Page
########
I can only speak for my course (social anthropology) but I have found the difficulty level pretty much the same as in Manchester. You certainly have to put in a fair amount of work, especially as if you are taking 3rd year papers it’s a step up from what you’re used to. The structure and assessment of my course has been the same as in England. I mostly have a two hour lecture and one hour tutorial for each paper. Assessment is done by coursework essays, the odd presentation and exams (although all of my third year papers have had no exams). The only significant academic difference that I can think of is that your work is assessed with a letter grade system (A+, A, A- etc…).This takes a bit of getting used to and I still haven’t worked out a definitive grade conversion rate but if you have trouble getting an idea of how you are doing then you can always ask your lecturer. Most of the lecturers I have had are really approachable and have office hours you can use just like at Manchester.
Auckland uses an online system called Cecil rather than blackboard to post resources and announcements for courses. To be honest I find blackboard a bit more organised and clear, so it took some getting used to. I feel like a lot more information is given out in lectures in the form of handouts etc… So it’s really important to attend so that you get all the information you need about assignments. One thing that I think is great about Auckland is that they publish course books. These are available at the University bookshop at the start of term and they are basically books including all of the required readings for each course. They cost a bit but ultimately save you the cost and effort of printing. Make sure you get in there in your first week to snap one up for each module and if you can’t find one then ask your lecturer about it.
########
[Point annotation dataset records]
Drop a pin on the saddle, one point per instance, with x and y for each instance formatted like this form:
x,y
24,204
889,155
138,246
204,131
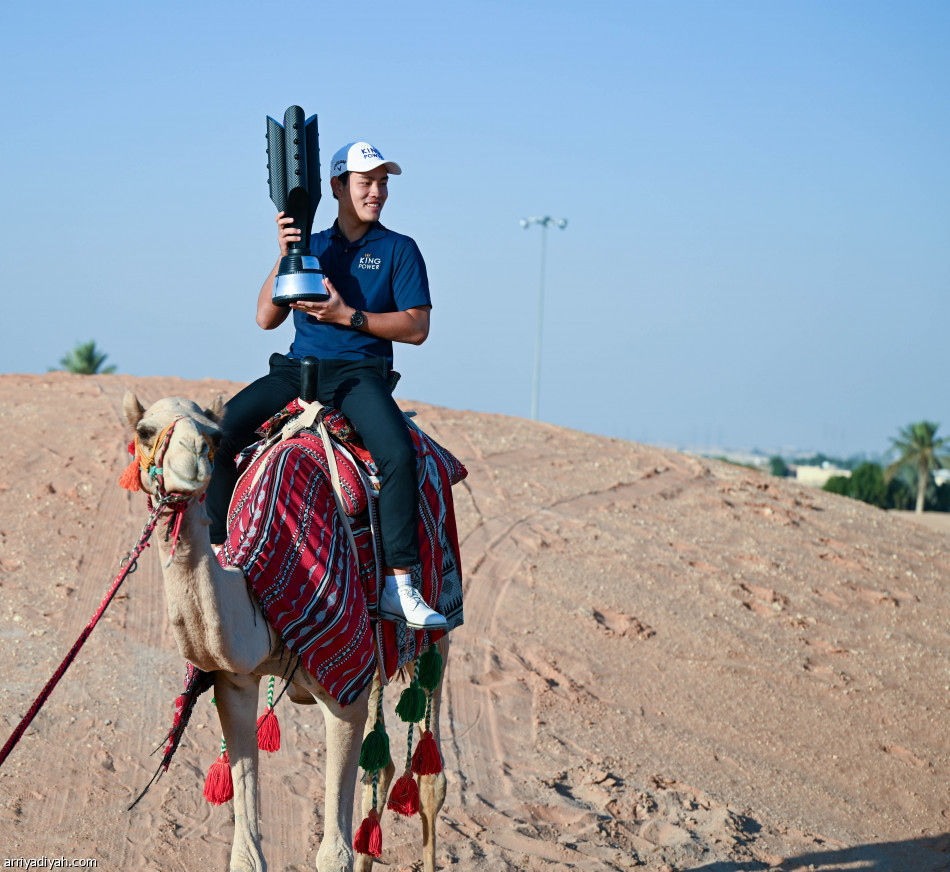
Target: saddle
x,y
310,551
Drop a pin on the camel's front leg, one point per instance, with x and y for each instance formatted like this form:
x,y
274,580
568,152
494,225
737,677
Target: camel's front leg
x,y
236,699
432,787
344,737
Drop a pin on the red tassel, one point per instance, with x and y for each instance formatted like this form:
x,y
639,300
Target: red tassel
x,y
219,788
369,837
268,731
427,760
404,797
130,478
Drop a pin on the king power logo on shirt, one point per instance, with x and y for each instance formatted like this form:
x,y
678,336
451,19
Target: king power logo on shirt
x,y
367,261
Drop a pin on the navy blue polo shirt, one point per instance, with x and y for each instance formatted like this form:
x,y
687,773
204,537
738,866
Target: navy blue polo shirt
x,y
382,272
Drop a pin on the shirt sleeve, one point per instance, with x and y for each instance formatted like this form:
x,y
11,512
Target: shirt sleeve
x,y
410,280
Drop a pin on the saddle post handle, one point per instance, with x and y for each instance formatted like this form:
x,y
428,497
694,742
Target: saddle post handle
x,y
308,379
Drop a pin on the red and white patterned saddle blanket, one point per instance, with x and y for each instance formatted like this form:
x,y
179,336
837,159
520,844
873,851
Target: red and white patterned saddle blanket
x,y
285,534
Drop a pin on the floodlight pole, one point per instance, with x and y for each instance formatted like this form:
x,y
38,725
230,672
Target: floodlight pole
x,y
545,222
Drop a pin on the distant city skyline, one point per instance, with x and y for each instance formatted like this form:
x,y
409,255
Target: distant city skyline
x,y
759,201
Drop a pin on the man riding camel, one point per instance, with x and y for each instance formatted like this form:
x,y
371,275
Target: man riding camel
x,y
378,294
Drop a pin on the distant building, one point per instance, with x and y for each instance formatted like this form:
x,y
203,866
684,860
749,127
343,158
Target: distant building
x,y
817,476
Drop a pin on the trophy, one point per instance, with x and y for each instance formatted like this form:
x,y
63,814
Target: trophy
x,y
293,164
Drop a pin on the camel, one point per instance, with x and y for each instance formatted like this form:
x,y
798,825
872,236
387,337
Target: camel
x,y
219,626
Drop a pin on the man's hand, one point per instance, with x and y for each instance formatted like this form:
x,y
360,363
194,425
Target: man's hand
x,y
287,233
332,311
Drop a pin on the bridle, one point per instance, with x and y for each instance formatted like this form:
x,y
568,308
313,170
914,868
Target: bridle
x,y
151,465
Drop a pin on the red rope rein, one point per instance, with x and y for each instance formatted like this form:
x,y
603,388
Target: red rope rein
x,y
130,566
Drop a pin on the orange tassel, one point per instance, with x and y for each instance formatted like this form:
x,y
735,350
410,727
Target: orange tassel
x,y
268,731
427,760
404,797
219,788
369,837
130,478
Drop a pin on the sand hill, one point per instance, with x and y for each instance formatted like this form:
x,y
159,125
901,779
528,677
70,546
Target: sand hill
x,y
667,664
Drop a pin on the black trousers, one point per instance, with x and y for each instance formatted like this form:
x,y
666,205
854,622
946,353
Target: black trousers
x,y
360,390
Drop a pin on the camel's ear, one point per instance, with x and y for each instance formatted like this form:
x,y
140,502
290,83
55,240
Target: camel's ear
x,y
133,409
216,411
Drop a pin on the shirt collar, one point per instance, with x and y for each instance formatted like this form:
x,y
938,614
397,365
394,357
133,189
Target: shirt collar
x,y
377,231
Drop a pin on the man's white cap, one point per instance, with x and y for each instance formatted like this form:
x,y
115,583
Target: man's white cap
x,y
360,157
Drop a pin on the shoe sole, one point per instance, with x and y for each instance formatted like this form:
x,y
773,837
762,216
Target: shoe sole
x,y
391,616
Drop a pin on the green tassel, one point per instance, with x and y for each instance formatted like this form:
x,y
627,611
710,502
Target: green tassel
x,y
412,704
375,751
429,668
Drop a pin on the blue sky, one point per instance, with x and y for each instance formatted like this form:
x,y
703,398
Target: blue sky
x,y
758,197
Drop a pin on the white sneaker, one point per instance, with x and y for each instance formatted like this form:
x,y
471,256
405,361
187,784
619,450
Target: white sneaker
x,y
405,603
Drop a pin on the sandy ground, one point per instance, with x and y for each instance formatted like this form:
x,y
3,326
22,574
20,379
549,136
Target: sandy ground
x,y
667,664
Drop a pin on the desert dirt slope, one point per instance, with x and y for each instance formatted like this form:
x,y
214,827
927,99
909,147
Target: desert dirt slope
x,y
667,664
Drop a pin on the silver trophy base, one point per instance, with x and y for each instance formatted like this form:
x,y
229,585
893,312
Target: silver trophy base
x,y
299,285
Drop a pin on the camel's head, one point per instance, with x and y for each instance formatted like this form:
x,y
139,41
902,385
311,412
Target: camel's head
x,y
174,441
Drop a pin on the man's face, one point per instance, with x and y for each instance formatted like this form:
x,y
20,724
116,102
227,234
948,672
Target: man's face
x,y
364,195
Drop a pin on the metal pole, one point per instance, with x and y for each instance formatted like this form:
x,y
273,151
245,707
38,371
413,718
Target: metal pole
x,y
536,392
545,222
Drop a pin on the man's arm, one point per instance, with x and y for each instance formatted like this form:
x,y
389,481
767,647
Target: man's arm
x,y
270,316
409,325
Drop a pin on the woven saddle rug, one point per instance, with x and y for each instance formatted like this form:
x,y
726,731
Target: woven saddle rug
x,y
285,534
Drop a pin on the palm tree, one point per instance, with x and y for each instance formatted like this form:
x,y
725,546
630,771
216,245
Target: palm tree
x,y
919,448
86,359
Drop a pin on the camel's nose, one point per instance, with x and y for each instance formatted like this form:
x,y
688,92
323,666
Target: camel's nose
x,y
186,465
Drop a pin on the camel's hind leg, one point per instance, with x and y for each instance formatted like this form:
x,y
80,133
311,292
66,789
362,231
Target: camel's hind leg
x,y
236,700
364,862
432,787
344,735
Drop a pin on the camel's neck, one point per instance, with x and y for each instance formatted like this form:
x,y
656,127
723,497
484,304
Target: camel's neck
x,y
216,620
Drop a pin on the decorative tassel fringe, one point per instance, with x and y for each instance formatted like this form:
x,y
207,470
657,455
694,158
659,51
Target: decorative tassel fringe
x,y
412,704
130,478
369,837
374,754
404,797
427,760
429,668
219,788
268,731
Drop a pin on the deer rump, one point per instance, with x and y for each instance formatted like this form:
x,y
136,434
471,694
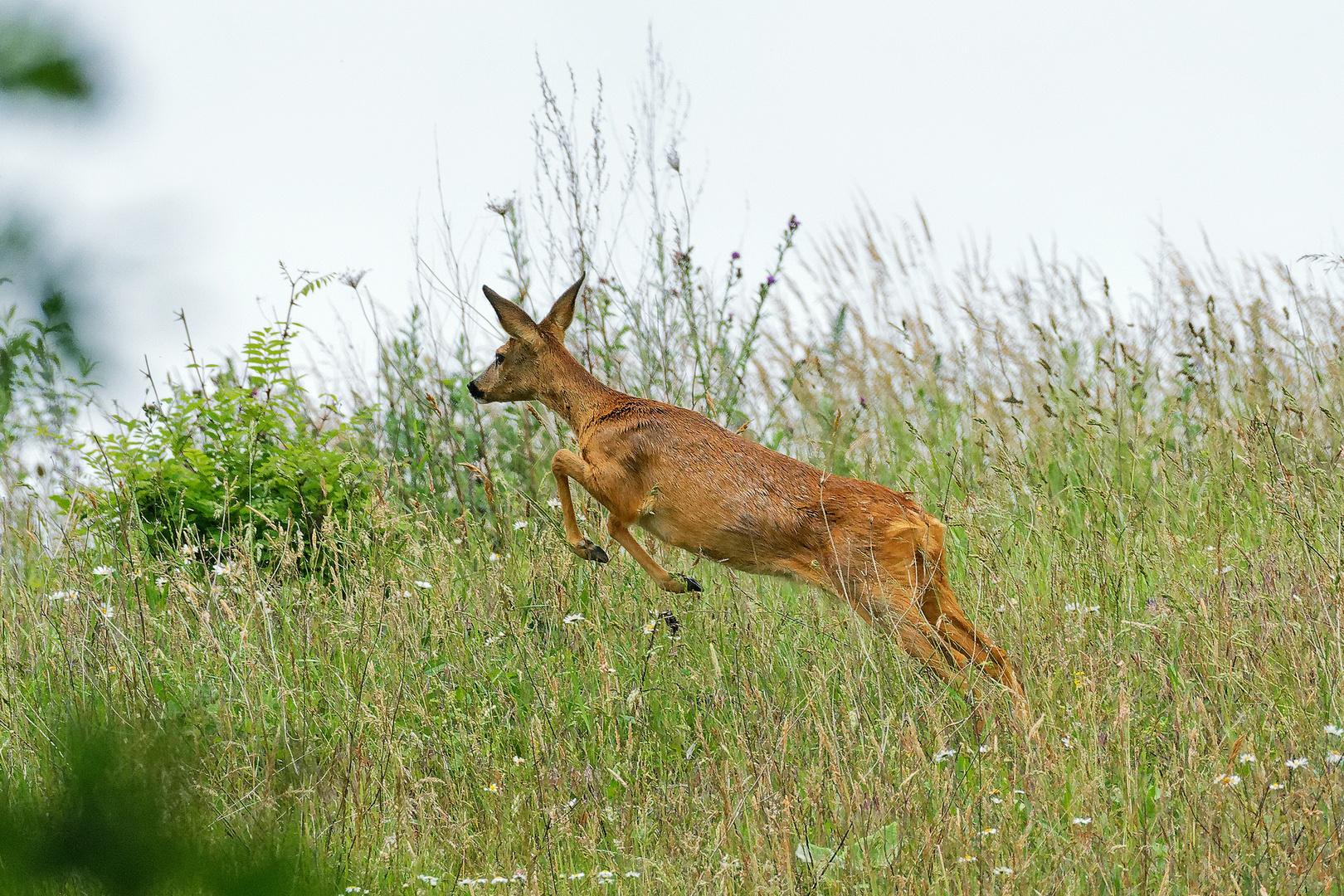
########
Instructions to follow
Please resume the account of studying at Auckland, writing on from its final sentence. These records come from a separate source.

Response
The main difference that I have encountered with University life here is the fact that most Kiwi students still live at home with their parents and commute into Uni every day. This changes the whole dynamic and atmosphere of the university. It’s not the same as in the UK where freshers is a kind of moving-away rite of passage with a massive party atmosphere. I think that students here tend to take their studies a little more seriously and university is more about your course than about the ‘university experience’. It also means that it’s unfortunately a little more difficult to make friends with local students and with people on your course. Everybody comes from all over the Auckland suburbs and people aren’t really looking to make new friends as much as they would be if they had moved away from home like most people do in the UK. The only way that you will probably make friends with many New Zealanders is by getting a job or joining in with extra-curricular activities.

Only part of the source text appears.